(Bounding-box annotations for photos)
------------------------------------------------------------------------

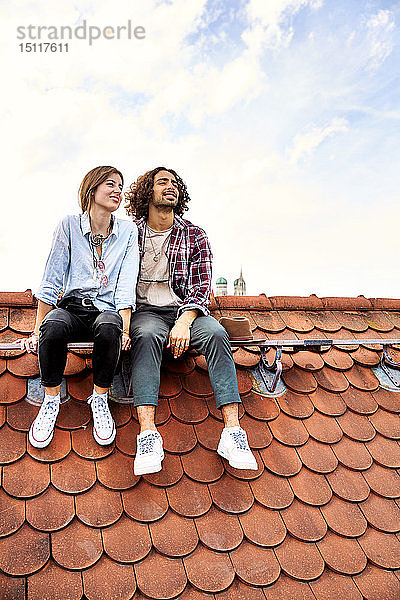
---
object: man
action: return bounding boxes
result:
[126,167,257,475]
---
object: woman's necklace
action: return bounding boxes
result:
[146,224,172,262]
[90,215,114,287]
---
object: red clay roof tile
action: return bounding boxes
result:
[0,423,26,464]
[281,499,327,542]
[183,545,235,593]
[275,535,324,581]
[28,427,71,463]
[304,410,343,444]
[337,410,376,442]
[317,531,367,575]
[365,433,400,469]
[166,475,212,517]
[260,440,301,477]
[269,294,323,310]
[51,519,103,570]
[363,463,400,498]
[274,390,314,419]
[102,515,152,563]
[310,569,363,600]
[28,560,83,600]
[75,483,122,527]
[269,412,308,446]
[0,294,400,600]
[289,467,332,506]
[341,387,378,415]
[0,523,50,577]
[96,448,139,490]
[326,465,370,502]
[50,452,96,494]
[150,510,199,557]
[250,470,294,509]
[359,493,400,533]
[230,541,281,586]
[208,474,254,514]
[181,445,224,483]
[134,552,187,600]
[0,372,26,404]
[358,527,400,569]
[169,391,209,424]
[122,480,168,523]
[143,452,183,487]
[0,488,25,537]
[282,367,317,394]
[370,408,400,440]
[239,502,286,547]
[195,506,243,552]
[115,419,140,457]
[297,438,340,473]
[214,579,265,600]
[251,312,286,337]
[292,350,324,371]
[82,556,136,600]
[159,419,197,454]
[26,485,75,532]
[322,347,354,371]
[372,388,400,414]
[321,497,368,537]
[242,392,279,421]
[159,371,182,398]
[314,367,348,393]
[57,398,92,429]
[354,565,400,600]
[71,423,114,460]
[309,388,346,417]
[7,353,39,377]
[264,573,318,600]
[3,454,50,498]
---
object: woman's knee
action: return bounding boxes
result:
[40,308,71,339]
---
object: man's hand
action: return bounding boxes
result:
[14,332,39,354]
[121,332,131,350]
[167,321,190,358]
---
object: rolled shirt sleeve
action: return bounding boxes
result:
[115,223,139,310]
[35,217,70,305]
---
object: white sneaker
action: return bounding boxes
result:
[133,429,164,475]
[217,427,258,471]
[29,396,60,448]
[87,393,117,446]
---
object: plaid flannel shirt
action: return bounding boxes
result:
[136,215,212,316]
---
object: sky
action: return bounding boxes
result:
[0,0,400,298]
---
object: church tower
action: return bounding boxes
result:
[233,269,246,296]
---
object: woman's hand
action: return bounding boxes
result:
[122,332,131,350]
[14,331,39,354]
[167,321,190,358]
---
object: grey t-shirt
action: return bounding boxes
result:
[136,225,183,306]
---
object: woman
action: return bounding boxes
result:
[17,167,139,448]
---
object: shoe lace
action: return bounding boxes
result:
[138,433,158,454]
[38,400,58,429]
[231,429,250,452]
[89,396,111,427]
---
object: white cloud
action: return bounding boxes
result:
[366,10,395,70]
[289,117,348,164]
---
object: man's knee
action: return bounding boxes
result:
[40,308,71,339]
[94,310,122,340]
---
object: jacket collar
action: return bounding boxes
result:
[80,211,119,237]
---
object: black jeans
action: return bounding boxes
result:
[38,306,122,388]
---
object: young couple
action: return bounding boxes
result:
[18,167,257,475]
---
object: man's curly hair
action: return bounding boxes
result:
[125,167,190,219]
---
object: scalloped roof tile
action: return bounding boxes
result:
[0,290,400,600]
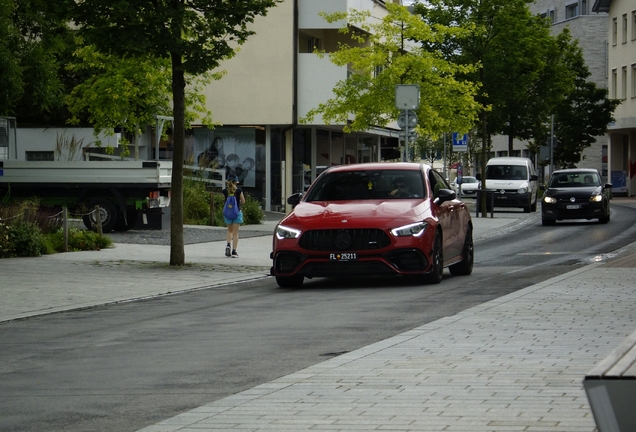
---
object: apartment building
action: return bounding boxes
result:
[592,0,636,196]
[194,0,401,210]
[529,0,610,180]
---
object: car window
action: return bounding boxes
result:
[428,170,450,198]
[550,172,601,188]
[486,165,528,180]
[305,170,425,202]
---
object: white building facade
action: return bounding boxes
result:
[592,0,636,196]
[196,0,401,211]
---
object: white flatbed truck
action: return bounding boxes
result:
[0,160,172,232]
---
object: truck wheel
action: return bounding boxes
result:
[83,198,117,233]
[113,209,139,231]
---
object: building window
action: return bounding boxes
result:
[25,151,55,161]
[565,2,579,19]
[298,33,322,53]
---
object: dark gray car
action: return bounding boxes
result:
[541,168,612,225]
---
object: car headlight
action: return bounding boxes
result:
[391,222,428,237]
[276,225,301,240]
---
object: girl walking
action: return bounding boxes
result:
[223,175,245,258]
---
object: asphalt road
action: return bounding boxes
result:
[0,206,636,431]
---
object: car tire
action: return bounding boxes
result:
[448,227,475,276]
[276,276,305,288]
[426,231,444,284]
[82,198,117,233]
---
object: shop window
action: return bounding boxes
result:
[26,151,55,161]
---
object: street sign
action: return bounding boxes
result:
[398,110,417,129]
[453,132,468,152]
[395,84,420,110]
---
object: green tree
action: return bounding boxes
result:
[66,41,214,156]
[301,2,478,141]
[0,0,72,124]
[72,0,282,265]
[416,0,574,213]
[542,40,621,167]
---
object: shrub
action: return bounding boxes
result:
[183,178,265,226]
[0,221,47,258]
[48,228,113,252]
[208,193,265,226]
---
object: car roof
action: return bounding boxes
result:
[552,168,598,175]
[326,162,431,172]
[487,156,532,165]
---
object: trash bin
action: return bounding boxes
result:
[475,189,495,218]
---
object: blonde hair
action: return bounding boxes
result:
[225,180,237,195]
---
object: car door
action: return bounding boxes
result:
[428,170,461,260]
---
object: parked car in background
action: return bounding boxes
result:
[453,176,481,198]
[541,168,612,225]
[271,163,474,287]
[486,157,539,213]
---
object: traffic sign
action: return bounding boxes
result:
[395,84,420,110]
[453,132,468,152]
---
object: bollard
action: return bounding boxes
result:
[62,206,68,252]
[93,206,104,237]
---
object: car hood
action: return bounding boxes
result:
[544,186,603,198]
[281,199,428,229]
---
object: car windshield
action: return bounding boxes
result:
[486,165,528,180]
[550,172,601,188]
[306,170,425,202]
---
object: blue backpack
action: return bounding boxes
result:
[223,195,240,220]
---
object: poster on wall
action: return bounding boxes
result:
[196,128,256,187]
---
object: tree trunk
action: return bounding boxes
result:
[479,109,490,217]
[170,53,185,266]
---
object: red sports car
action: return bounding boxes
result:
[271,163,474,287]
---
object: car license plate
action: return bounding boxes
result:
[329,252,358,261]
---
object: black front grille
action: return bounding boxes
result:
[386,249,428,271]
[299,229,391,251]
[298,260,396,277]
[274,252,305,273]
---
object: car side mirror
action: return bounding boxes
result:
[287,192,303,207]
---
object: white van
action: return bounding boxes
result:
[486,157,539,213]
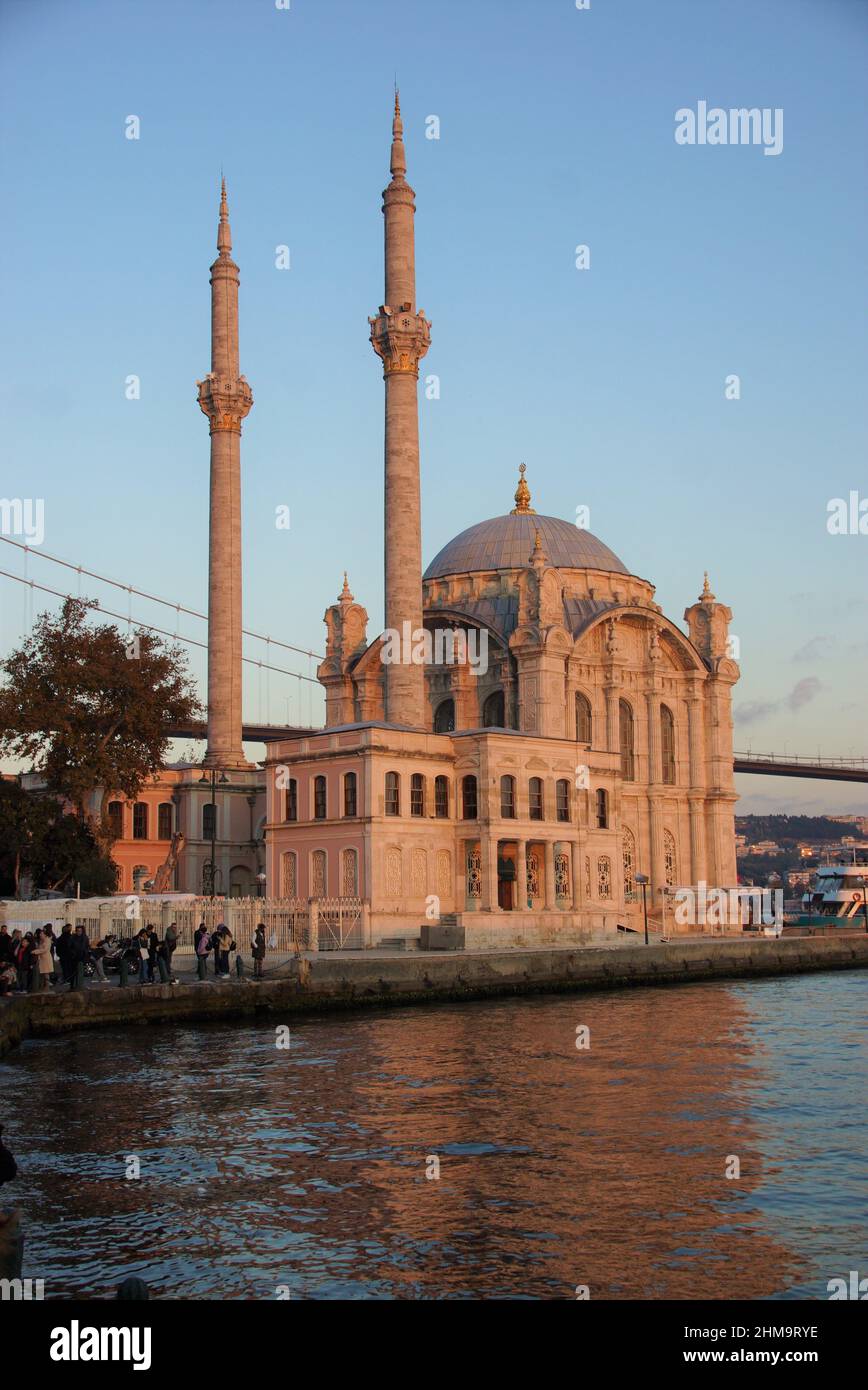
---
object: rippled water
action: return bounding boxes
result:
[0,972,868,1298]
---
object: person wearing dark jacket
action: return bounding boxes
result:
[163,922,178,979]
[15,931,33,994]
[193,922,211,980]
[250,922,266,980]
[209,923,223,974]
[70,923,90,990]
[54,922,72,984]
[147,927,160,984]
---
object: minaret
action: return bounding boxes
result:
[196,179,253,767]
[369,92,431,728]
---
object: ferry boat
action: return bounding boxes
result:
[791,851,868,930]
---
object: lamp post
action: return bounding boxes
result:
[636,873,648,945]
[199,767,230,902]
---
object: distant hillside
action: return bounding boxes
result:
[736,816,860,845]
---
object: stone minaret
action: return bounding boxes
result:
[369,93,431,728]
[196,179,253,767]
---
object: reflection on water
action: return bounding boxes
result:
[0,972,868,1298]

------------------------------------------------------------------------

*Stated goal:*
Locate each line in the items that contains the word "black", matching case exactly, and copy every such line.

*Response to this task:*
object: black jeans
object: black front grille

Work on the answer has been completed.